WHAT YOU ARE ASKED TO DO: Below this line is a set of entries; quote exactly the lines from the line that contains "For each <instance>" to the line that contains "box: [14, 117, 22, 125]", both lines included.

RECORDS FOR THIS EXERCISE:
★ ★ ★

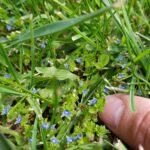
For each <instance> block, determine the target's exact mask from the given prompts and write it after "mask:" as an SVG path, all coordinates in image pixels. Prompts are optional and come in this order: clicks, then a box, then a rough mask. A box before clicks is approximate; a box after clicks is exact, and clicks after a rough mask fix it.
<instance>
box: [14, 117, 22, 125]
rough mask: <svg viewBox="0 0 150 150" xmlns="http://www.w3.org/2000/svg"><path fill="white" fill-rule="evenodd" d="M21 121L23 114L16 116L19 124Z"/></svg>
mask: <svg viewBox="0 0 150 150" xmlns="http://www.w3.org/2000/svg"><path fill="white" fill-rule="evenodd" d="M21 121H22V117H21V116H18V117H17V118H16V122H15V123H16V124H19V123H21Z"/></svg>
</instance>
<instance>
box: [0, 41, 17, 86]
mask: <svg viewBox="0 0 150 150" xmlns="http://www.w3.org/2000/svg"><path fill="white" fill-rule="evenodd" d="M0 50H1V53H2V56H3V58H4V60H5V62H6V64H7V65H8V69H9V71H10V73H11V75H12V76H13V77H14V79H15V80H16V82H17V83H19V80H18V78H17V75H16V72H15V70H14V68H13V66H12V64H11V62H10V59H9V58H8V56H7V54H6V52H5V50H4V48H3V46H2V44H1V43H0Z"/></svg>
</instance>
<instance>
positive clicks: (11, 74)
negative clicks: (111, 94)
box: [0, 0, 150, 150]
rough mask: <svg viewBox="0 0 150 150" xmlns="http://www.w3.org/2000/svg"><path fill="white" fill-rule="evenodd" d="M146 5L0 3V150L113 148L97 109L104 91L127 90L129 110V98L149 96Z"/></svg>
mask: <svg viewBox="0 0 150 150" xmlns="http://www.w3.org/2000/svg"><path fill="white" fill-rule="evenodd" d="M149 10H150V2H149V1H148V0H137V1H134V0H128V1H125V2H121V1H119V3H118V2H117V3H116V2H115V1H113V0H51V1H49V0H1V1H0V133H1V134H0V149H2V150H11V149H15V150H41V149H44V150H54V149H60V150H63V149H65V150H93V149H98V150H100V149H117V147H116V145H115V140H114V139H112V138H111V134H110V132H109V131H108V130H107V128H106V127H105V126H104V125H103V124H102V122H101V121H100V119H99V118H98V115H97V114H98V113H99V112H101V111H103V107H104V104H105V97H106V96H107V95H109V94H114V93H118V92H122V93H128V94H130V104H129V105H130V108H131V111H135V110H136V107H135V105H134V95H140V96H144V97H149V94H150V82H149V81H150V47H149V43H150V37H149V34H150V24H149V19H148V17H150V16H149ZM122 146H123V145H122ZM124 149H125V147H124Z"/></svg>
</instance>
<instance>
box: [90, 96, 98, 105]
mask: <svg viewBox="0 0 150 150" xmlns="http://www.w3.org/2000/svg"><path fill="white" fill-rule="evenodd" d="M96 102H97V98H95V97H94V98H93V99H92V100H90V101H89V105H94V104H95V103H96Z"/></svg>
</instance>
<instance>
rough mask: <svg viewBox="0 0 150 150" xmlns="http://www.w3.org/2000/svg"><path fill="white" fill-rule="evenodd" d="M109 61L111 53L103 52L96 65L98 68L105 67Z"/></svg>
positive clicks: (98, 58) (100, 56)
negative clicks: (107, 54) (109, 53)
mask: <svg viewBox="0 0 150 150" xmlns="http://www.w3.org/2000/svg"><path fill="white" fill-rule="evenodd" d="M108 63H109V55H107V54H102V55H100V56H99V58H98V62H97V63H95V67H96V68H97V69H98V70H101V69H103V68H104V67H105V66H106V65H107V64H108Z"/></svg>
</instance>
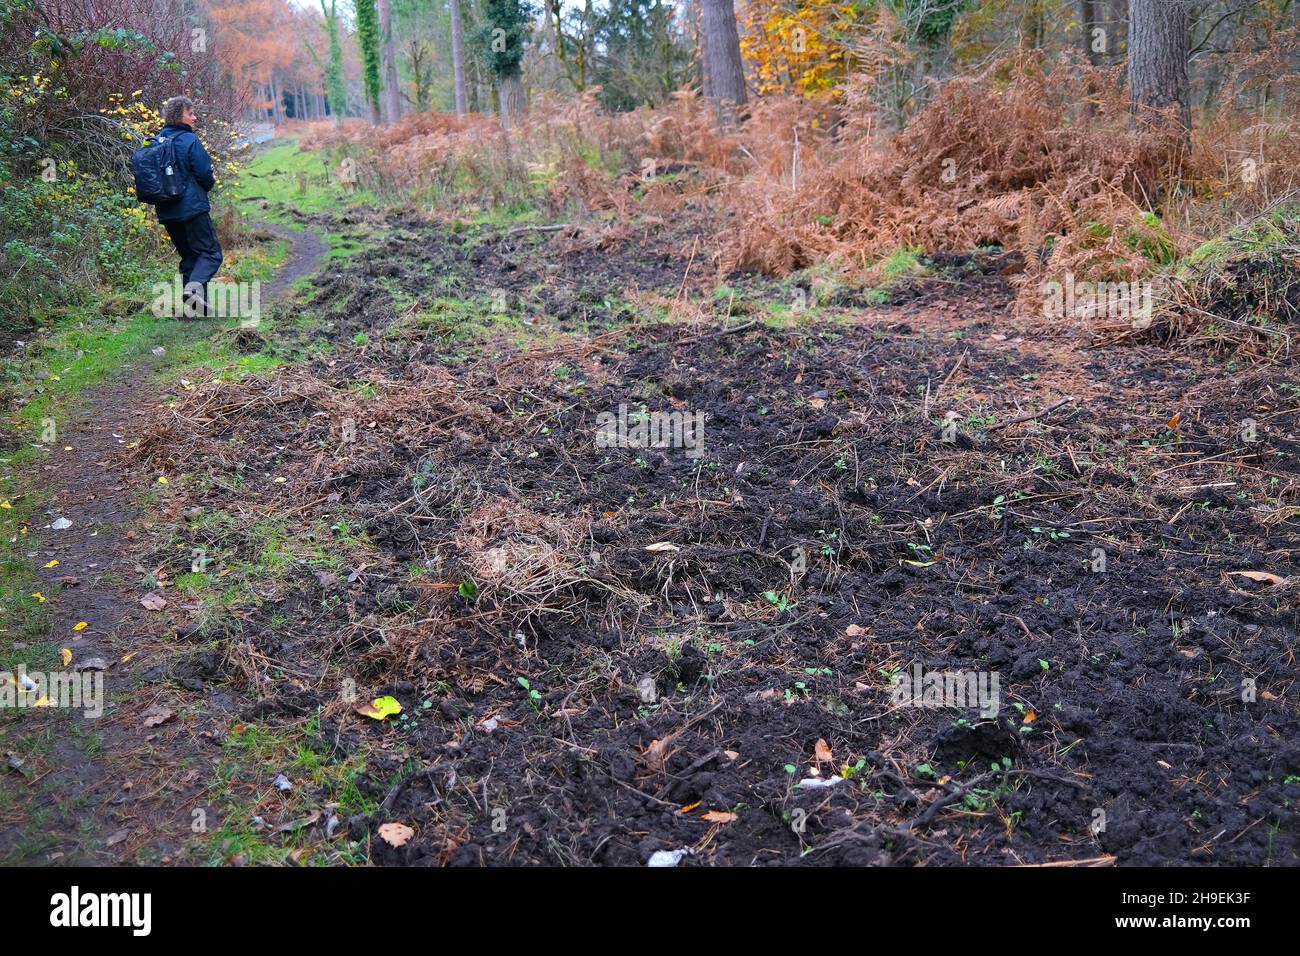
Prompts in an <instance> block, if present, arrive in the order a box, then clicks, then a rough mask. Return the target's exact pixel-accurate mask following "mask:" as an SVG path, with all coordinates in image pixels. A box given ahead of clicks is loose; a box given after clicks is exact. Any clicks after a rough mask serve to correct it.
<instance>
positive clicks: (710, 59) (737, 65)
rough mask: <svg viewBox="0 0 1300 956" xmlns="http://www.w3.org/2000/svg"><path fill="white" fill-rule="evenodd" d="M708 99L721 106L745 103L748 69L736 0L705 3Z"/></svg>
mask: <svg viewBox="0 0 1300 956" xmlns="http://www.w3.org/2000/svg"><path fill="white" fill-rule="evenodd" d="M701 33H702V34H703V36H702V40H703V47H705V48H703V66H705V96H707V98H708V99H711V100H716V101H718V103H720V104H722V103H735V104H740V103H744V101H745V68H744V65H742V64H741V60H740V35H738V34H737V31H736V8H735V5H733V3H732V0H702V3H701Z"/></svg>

★ ★ ★

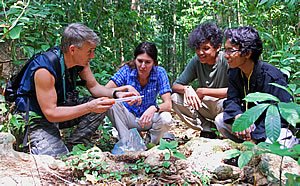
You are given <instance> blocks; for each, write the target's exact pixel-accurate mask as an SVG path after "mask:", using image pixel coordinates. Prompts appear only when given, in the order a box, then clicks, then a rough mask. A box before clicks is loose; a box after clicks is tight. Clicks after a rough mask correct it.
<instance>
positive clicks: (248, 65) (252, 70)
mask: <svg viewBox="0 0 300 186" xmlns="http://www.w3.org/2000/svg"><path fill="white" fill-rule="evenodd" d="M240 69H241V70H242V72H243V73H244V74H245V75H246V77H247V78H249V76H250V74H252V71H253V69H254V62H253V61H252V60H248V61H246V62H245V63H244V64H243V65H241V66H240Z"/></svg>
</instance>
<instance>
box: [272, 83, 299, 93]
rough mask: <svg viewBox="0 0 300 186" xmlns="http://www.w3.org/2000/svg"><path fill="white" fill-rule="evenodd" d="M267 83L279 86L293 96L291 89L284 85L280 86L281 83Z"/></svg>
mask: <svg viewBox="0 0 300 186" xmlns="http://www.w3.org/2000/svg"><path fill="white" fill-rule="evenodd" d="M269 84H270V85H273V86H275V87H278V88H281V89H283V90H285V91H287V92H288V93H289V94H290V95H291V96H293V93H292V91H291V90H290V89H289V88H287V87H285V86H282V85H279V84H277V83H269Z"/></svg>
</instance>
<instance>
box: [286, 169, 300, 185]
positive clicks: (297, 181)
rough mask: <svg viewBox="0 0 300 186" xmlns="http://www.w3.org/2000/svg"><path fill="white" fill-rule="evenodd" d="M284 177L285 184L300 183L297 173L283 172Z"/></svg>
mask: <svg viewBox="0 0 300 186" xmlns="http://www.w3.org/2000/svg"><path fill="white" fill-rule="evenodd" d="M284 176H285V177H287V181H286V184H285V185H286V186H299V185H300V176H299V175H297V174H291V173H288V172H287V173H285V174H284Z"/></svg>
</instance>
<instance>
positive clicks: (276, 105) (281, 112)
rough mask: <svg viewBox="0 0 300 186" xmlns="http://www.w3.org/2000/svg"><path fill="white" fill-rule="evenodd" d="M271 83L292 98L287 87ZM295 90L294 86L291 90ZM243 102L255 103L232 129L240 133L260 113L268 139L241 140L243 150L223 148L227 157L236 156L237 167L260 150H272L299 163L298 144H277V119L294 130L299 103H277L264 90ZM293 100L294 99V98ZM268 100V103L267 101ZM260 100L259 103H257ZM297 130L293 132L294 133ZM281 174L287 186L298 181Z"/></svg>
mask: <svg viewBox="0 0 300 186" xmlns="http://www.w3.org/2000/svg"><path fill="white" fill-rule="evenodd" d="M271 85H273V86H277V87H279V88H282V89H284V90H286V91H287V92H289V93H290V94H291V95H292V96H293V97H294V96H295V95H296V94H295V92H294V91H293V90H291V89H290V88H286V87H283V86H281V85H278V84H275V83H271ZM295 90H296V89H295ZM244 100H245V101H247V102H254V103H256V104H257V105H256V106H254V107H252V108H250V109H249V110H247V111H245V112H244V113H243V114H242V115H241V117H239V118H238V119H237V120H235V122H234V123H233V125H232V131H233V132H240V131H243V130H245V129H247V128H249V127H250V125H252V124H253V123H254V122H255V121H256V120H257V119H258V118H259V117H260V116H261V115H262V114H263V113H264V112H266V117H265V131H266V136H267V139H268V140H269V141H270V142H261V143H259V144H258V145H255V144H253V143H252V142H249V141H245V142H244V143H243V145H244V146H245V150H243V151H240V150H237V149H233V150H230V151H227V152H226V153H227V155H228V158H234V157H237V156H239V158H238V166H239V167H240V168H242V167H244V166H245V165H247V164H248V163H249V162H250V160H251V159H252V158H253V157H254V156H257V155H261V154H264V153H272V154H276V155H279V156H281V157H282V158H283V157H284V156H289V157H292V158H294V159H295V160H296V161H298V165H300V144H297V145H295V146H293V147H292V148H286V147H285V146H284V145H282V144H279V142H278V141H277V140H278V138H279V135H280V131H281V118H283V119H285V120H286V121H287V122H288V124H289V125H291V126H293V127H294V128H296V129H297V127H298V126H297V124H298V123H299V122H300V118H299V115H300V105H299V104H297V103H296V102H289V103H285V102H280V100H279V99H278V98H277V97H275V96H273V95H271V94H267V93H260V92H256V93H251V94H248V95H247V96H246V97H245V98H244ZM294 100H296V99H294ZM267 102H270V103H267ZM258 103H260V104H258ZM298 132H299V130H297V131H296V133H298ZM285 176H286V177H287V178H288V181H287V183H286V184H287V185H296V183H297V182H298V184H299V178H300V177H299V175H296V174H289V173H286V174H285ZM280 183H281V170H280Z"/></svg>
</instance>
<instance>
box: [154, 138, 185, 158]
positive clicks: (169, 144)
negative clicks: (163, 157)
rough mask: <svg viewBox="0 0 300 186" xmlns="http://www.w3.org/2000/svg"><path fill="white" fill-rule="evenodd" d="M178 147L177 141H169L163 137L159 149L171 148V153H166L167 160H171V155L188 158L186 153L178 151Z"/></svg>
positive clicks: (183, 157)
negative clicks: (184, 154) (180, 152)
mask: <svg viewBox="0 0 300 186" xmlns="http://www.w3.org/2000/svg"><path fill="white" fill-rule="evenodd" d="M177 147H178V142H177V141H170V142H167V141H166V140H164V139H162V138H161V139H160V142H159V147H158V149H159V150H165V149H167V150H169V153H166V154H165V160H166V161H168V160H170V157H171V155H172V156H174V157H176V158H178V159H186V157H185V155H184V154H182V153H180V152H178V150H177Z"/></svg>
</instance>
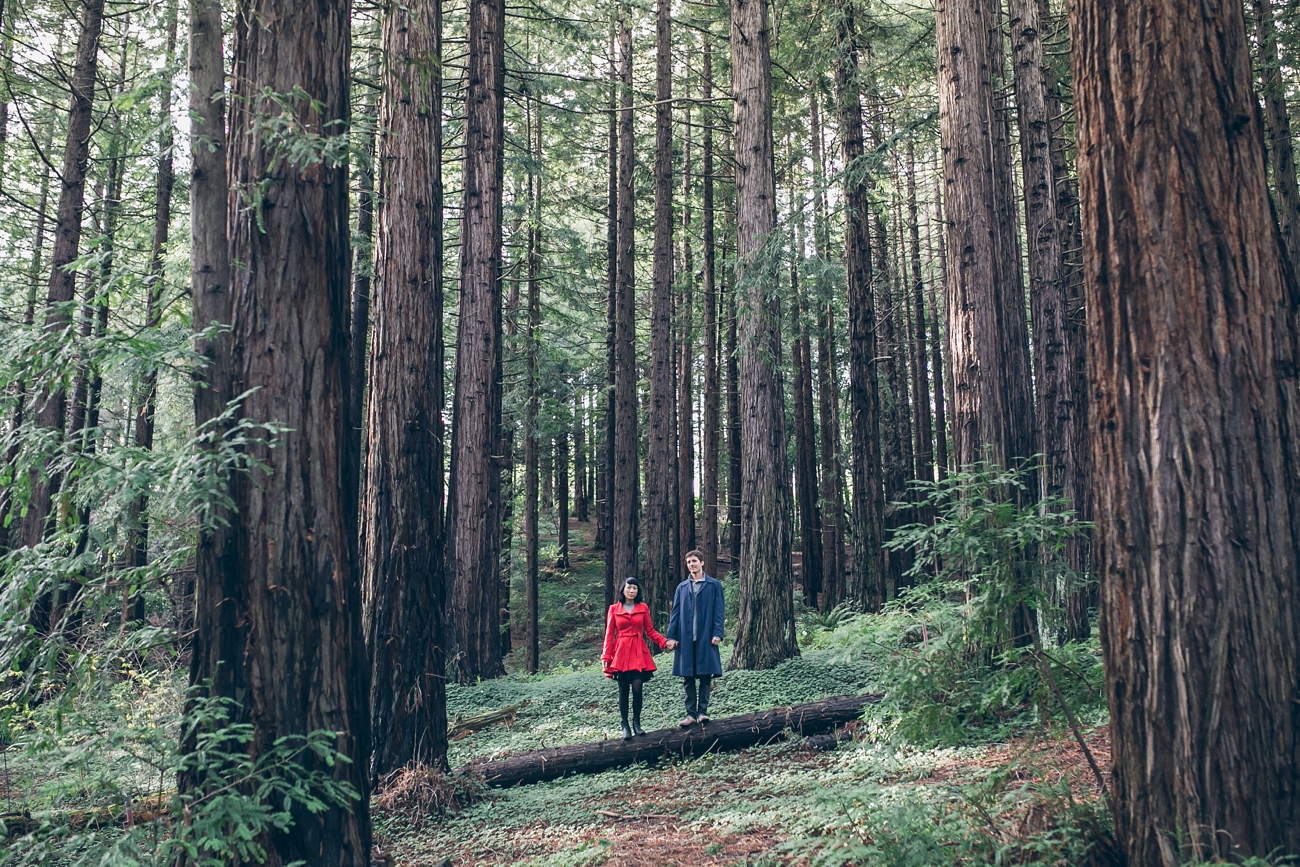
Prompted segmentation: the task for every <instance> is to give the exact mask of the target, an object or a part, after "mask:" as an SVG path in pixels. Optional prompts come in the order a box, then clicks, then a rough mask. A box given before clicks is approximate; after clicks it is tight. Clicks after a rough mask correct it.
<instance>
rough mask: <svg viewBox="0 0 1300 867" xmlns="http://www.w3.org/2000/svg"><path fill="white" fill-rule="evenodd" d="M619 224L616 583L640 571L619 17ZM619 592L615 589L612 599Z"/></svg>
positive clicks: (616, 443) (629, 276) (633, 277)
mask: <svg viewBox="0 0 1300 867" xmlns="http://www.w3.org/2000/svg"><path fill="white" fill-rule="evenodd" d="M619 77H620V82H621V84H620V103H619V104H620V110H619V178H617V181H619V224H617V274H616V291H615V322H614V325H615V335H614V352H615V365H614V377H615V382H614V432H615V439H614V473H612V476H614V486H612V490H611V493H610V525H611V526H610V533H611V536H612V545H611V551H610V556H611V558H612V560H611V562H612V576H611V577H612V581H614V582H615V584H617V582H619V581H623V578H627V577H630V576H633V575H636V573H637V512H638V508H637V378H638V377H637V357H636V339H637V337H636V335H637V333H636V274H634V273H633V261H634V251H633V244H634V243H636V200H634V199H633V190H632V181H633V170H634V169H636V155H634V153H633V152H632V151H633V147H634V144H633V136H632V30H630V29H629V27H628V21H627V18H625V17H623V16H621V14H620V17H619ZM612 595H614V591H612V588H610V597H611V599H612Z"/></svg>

★ ★ ★

REPLY TO THE TASK:
For each <instance> block, determine the target's exact mask from the given prompts and write it after "mask:" as an SVG path, all coordinates in image pixels. Prompts are optional and come in this order: clicks, then a box, then a rough mask. A box before clicks is approximate; a box after clicks is exact, and clicks after a rough mask fix it.
<instance>
box: [14, 117, 22, 125]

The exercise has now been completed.